Text section:

# Roberta Classifier on AG News: baseline
Topic classification dataset:
* 120000 training examples
* 7600 test examples

http://www.di.unipi.it/~gulli/AG_corpus_of_news_articles.html . The AG's news topic classification dataset is constructed by Xiang Zhang (xiang.zhang@nyu.edu) from the dataset above. It is used as a text classification benchmark in the following paper: Xiang Zhang, Junbo Zhao, Yann LeCun. Character-level Convolutional Networks for Text Classification. Advances in Neural Information Processing Systems 28 (NIPS 2015).

In [1]:
import json
import os
from typing import List

%pip install -U datasets
%pip install transformers
import torch
from datasets import load_dataset
from sklearn.metrics import accuracy_score, precision_recall_fscore_support
from torch.utils.data import DataLoader
from transformers import AutoModelForSequenceClassification, AutoTokenizer, Trainer, TrainingArguments


ROOT_DIR = "drive/My Drive/Colab Notebooks/nlp/results/ag_news_baseline"
if not os.path.exists(ROOT_DIR):
    os.mkdir(ROOT_DIR)

Requirement already up-to-date: datasets in /usr/local/lib/python3.6/dist-packages (1.1.2)


In [2]:
dataset = load_dataset("ag_news", split="train")
print(dataset[0])
from collections import Counter
labels = list()
for d in dataset:
    labels.append(d['label'])
Counter(labels)

Using custom data configuration default
Reusing dataset ag_news (/root/.cache/huggingface/datasets/ag_news/default/0.0.0/fb5c5e74a110037311ef5e904583ce9f8b9fbc1354290f97b4929f01b3f48b1a)


{'label': 2, 'text': "Wall St. Bears Claw Back Into the Black (Reuters) Reuters - Short-sellers, Wall Street's dwindling\\band of ultra-cynics, are seeing green again."}


Counter({0: 30000, 1: 30000, 2: 30000, 3: 30000})

F1 calculation:
* `'micro'`:
            Calculate metrics globally by counting the total true positives,
            false negatives and false positives.
* 'macro':
            Calculate metrics for each label, and find their unweighted
            mean.  This does not take label imbalance into account.
* 'weighted':
            Calculate metrics for each label, and find their average weighted
            by support (the number of true instances for each label). This
            alters 'macro' to account for label imbalance; it can result in an
            F-score that is not between precision and recall.

In [3]:
def get_datasets(dataset_name, train_size, val_size=5_000, test_size=None, random_seed: int = 42):
    """Returns """
    dataset = load_dataset(dataset_name, split="train")
    test_dataset = load_dataset(dataset_name, split="test")
    # We want test and validation data to be the same for every experiment
    if test_size:
        test_dataset = test_dataset.train_test_split(test_size=test_size, seed=random_seed)["test"]
    train_val_split = dataset.train_test_split(test_size=val_size, seed=random_seed)
    # Validation and test sets
    train_dataset = train_val_split["train"].train_test_split(train_size=train_size, seed=random_seed)["train"]
    val_dataset = train_val_split["test"]
    return train_dataset, val_dataset, test_dataset


class DataCollator:
    def __init__(self, tokenizer):
        self.tokenizer = tokenizer
        
    def __call__(self, examples: List[dict]):
        labels = [example['label'] for example in examples]
        texts = [example['text'] for example in examples]
        tokenizer_output = self.tokenizer(texts, truncation=True, padding=True)

Written task 1:
Answer these from the AG News baseline text:
(a) How many test examples does the dataset have?
(b) Which F1 option is described as not taking label imbalance into account?
(c) What default value does the validation size get in the dataset-splitting function?

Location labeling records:
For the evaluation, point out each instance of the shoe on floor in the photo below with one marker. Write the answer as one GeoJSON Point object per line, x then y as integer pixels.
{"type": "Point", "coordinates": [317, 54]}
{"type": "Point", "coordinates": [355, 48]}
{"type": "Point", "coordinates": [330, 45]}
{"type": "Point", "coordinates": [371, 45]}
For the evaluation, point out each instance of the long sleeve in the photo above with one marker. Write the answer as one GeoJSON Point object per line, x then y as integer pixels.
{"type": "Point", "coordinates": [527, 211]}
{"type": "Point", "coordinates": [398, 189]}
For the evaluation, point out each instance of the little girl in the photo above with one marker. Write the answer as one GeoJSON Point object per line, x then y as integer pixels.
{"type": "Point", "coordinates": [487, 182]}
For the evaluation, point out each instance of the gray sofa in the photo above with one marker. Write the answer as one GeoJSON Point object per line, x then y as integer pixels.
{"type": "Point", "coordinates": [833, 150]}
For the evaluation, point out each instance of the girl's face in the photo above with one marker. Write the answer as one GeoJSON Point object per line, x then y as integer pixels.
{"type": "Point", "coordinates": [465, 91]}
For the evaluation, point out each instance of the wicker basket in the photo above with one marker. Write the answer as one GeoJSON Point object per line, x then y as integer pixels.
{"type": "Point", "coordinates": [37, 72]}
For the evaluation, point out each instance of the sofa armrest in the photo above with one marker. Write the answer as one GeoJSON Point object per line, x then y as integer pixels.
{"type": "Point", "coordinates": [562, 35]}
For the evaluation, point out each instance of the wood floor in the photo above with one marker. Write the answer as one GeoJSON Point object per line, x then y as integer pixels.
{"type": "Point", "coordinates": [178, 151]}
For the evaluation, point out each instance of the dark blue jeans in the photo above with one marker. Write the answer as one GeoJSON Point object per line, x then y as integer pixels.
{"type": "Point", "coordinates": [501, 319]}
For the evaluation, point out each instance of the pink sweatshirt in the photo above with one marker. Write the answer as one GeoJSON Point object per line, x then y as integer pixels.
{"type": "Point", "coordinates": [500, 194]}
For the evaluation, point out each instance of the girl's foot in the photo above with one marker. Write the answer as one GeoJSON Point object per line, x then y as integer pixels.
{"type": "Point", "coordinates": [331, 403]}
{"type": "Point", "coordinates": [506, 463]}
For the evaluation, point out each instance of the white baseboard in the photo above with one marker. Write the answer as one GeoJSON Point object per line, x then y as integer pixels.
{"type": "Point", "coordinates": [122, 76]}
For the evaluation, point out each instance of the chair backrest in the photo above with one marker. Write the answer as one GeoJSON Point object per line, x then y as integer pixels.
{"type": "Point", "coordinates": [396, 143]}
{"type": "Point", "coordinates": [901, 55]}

Written task 2:
Please report every line of the records that holds the string "sofa", copying each such line in full. Case counts.

Correct response 1:
(a) 7600
(b) 'macro'
(c) 5_000

Correct response 2:
For the evaluation, point out each instance of the gray sofa in the photo above with one marker. Write the answer as one GeoJSON Point object per line, x then y as integer pixels.
For the evaluation, point out each instance of the sofa armrest in the photo above with one marker. Write the answer as one GeoJSON Point object per line, x then y as integer pixels.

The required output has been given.